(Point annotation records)
+++++

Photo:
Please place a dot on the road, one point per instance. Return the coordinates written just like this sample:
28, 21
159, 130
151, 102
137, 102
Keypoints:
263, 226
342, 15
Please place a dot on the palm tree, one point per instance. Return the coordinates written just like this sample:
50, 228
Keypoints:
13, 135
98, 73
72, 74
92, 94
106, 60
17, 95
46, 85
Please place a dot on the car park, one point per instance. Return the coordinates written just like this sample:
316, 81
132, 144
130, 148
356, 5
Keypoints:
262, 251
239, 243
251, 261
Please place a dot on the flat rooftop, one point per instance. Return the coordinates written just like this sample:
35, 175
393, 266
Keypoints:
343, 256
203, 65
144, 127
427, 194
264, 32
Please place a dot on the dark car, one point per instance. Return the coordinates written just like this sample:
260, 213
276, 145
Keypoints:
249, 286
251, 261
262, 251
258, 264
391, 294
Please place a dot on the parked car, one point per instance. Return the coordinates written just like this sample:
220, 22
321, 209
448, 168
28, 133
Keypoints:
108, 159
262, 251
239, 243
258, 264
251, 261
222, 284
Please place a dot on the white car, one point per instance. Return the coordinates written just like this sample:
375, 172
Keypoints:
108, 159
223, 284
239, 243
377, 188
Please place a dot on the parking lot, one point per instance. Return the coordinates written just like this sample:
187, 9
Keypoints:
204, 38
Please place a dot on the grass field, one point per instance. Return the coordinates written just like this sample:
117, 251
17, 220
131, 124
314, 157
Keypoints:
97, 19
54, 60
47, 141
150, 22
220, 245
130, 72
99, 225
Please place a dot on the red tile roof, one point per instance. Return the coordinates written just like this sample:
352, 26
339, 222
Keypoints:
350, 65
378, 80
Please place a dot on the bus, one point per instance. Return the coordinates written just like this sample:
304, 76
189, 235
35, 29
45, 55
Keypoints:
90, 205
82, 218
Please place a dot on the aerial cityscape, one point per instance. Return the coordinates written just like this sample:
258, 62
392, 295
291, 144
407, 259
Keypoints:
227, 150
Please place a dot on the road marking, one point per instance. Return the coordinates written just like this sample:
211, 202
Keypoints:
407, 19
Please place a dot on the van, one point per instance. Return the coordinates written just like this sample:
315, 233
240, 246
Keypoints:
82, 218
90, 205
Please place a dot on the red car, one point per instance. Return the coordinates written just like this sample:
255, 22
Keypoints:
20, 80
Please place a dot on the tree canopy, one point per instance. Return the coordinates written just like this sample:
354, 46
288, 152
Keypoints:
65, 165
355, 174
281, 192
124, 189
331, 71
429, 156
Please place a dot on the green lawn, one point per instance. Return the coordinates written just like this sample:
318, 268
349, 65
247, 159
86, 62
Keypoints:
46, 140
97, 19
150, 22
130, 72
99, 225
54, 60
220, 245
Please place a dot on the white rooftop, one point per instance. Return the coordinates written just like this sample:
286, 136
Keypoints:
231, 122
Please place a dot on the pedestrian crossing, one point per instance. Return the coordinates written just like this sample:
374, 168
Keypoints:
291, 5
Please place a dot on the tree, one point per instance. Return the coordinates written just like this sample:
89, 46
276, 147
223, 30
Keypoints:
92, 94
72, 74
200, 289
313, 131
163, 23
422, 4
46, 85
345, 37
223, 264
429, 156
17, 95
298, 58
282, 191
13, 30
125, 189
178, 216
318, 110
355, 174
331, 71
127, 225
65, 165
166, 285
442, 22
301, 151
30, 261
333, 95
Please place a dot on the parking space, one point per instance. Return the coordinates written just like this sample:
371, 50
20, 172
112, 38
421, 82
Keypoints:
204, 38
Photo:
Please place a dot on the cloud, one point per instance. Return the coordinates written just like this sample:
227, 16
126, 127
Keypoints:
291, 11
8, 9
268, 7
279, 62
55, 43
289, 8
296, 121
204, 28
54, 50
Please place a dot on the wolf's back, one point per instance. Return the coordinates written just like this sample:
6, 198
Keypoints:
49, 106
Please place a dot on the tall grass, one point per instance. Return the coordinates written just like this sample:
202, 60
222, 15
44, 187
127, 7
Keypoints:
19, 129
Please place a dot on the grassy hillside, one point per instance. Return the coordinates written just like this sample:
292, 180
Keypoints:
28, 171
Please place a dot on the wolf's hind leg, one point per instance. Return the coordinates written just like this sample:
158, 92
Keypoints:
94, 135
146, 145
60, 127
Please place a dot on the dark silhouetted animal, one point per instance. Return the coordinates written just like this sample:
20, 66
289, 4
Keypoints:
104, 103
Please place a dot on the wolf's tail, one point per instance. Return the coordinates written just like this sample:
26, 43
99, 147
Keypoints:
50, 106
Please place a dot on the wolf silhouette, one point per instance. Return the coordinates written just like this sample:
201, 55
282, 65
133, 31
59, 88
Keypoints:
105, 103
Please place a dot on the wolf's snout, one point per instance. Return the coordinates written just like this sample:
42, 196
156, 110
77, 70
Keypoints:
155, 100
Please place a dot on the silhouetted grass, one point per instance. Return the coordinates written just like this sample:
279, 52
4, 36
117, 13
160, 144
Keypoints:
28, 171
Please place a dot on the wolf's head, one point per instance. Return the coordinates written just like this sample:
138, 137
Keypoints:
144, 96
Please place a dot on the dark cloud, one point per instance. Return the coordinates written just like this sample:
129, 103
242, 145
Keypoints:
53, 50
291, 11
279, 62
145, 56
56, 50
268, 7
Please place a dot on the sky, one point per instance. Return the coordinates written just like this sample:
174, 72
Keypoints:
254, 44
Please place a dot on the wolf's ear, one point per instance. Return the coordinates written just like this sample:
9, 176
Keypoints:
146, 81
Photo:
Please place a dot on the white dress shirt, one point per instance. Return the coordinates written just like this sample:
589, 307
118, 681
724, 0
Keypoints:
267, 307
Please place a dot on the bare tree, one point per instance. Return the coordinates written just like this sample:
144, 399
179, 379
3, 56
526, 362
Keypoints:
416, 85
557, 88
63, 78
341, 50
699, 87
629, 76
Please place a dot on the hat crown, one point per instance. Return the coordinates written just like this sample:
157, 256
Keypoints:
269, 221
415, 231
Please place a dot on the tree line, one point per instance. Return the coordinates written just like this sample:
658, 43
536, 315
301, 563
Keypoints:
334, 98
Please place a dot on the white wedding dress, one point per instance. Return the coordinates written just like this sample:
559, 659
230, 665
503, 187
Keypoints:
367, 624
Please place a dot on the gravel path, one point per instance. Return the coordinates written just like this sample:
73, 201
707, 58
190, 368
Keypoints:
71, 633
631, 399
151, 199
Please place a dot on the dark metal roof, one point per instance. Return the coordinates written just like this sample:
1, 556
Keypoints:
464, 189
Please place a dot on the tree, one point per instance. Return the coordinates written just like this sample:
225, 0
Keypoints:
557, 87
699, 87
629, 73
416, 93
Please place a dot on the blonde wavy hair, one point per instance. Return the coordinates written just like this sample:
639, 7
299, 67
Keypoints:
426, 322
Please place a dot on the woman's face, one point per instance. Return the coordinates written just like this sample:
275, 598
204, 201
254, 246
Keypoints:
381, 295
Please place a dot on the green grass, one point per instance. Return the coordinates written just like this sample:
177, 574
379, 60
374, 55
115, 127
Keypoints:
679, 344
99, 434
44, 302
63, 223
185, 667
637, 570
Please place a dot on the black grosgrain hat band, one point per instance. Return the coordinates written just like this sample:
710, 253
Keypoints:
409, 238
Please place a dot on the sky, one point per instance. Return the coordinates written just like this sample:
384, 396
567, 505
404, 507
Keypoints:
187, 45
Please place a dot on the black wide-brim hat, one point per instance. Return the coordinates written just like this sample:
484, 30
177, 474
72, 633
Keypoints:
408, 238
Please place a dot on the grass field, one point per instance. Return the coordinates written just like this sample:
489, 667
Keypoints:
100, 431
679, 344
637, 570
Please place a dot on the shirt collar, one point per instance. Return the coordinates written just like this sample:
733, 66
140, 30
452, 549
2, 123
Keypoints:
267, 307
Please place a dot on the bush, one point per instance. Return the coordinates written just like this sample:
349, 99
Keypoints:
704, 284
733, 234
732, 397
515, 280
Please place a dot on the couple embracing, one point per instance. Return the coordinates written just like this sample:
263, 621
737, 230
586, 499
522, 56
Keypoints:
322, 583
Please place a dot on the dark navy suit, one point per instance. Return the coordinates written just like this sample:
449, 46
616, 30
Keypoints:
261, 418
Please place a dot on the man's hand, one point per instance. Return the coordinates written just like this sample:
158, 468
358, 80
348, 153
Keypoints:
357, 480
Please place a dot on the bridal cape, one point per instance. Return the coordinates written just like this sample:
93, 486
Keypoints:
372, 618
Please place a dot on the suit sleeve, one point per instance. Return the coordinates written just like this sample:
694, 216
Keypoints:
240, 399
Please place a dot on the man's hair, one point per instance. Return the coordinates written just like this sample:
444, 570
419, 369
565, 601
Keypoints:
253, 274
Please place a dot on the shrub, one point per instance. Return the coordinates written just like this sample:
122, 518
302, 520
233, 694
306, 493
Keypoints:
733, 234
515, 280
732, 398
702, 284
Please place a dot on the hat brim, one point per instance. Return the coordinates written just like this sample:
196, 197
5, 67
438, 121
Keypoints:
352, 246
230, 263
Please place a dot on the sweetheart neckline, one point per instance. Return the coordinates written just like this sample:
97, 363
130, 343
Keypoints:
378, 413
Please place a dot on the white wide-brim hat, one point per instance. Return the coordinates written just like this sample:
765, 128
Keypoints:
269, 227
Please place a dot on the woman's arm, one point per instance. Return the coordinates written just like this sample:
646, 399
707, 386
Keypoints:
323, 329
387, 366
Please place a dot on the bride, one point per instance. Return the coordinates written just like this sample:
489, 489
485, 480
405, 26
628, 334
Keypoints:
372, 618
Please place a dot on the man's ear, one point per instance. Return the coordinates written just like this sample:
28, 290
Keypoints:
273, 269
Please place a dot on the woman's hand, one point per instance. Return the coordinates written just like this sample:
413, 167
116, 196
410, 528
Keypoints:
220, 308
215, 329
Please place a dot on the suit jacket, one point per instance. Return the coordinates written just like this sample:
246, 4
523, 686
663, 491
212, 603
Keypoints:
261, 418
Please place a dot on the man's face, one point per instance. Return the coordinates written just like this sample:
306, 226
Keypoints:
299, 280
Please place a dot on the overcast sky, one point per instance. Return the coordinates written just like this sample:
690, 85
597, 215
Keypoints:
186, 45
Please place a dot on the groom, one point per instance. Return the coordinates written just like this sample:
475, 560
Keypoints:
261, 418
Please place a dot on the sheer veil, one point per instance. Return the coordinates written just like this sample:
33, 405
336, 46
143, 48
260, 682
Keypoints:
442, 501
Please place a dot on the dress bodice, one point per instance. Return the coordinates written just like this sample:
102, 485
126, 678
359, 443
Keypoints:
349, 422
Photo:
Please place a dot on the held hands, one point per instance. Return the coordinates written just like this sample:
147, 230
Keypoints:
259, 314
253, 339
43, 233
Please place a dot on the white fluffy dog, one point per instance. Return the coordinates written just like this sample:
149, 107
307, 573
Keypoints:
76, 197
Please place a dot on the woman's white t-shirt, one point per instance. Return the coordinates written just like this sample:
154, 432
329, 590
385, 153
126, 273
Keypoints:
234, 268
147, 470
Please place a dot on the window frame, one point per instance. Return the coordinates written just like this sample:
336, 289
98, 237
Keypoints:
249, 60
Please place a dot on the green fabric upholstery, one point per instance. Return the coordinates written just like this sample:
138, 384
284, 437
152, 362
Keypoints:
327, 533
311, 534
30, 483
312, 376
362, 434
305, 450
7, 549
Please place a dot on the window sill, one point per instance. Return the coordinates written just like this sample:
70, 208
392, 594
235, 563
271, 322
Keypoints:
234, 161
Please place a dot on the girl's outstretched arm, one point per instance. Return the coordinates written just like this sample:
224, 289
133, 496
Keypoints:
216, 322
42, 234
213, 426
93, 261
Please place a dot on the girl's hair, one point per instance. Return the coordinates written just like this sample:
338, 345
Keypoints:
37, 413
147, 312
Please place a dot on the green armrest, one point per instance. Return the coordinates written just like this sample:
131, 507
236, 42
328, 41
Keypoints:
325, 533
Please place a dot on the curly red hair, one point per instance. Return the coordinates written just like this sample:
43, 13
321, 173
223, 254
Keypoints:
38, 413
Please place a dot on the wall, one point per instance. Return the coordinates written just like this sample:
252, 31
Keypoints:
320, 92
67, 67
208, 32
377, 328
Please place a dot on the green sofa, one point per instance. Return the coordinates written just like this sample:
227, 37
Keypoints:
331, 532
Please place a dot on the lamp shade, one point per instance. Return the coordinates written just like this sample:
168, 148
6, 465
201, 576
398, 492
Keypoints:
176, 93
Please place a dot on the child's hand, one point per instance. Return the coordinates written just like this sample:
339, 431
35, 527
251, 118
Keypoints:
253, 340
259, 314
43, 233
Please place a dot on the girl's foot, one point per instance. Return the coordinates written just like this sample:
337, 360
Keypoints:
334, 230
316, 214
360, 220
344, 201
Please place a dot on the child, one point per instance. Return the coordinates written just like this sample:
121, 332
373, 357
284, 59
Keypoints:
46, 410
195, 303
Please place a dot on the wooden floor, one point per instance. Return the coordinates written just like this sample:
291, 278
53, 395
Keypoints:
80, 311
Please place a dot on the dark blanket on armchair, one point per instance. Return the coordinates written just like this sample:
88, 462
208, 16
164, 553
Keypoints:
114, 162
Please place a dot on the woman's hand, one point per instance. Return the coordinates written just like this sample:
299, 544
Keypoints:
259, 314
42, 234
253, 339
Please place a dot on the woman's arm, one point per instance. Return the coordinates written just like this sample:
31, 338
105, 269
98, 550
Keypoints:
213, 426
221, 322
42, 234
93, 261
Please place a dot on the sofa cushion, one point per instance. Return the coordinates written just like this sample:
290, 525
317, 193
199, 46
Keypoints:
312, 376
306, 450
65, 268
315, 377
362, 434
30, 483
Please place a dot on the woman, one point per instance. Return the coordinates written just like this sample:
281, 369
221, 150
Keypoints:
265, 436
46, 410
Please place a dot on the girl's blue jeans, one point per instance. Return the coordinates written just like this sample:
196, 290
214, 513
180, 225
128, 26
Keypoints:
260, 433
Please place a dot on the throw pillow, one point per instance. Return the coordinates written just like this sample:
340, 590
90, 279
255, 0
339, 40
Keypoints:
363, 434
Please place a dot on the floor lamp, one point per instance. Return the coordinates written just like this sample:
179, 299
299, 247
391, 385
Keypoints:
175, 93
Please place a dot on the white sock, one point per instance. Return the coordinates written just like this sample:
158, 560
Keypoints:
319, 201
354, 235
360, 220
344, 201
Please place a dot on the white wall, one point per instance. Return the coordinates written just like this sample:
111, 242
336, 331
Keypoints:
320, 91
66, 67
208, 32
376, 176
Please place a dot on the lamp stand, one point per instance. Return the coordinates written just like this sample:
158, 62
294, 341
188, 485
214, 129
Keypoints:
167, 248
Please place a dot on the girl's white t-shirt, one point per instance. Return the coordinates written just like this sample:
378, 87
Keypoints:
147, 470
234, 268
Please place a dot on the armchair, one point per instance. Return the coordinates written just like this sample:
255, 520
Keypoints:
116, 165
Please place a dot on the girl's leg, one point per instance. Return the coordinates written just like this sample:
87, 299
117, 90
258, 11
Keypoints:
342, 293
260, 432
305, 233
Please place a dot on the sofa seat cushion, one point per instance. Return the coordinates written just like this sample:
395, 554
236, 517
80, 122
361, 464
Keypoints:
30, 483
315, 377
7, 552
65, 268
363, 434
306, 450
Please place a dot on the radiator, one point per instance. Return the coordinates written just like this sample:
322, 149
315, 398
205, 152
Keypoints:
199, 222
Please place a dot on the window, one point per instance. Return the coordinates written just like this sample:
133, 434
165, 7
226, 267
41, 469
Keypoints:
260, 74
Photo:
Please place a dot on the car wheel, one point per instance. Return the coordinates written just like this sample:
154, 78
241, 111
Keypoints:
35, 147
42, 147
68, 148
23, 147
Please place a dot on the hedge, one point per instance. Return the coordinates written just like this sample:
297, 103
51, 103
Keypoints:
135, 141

+++++

EXERCISE TASK: Repeat the line that contains "Please place a dot on the girl's leg, one", then every line after it until the records end, with nothing added.

REPLY:
Please place a dot on the girl's leg, one point per instance. Return the coordinates written just like this sample:
87, 299
117, 90
258, 11
Keypoints:
342, 293
260, 432
305, 233
Please place a dot on the sofa seat cushion, one point per instance. Return the coordinates written just like this sample:
395, 554
236, 517
80, 122
361, 464
Keypoints:
30, 483
315, 377
7, 552
65, 268
363, 434
306, 450
Please place a dot on the radiator, one point per instance. Return the coordinates written just like this sample:
322, 149
315, 398
205, 152
Keypoints:
199, 222
Please place a dot on the window, one point per instance. Return the coordinates written just like this sample:
133, 434
165, 7
226, 267
41, 469
Keypoints:
260, 74
Photo:
Please place a dot on the car wheel, one point per instance. Return the coordinates written just like this sample:
154, 78
241, 111
Keypoints:
35, 147
42, 147
68, 148
23, 147
Please place a dot on the hedge, one point per instance. Return the coordinates written just like this sample:
297, 103
51, 103
Keypoints:
135, 141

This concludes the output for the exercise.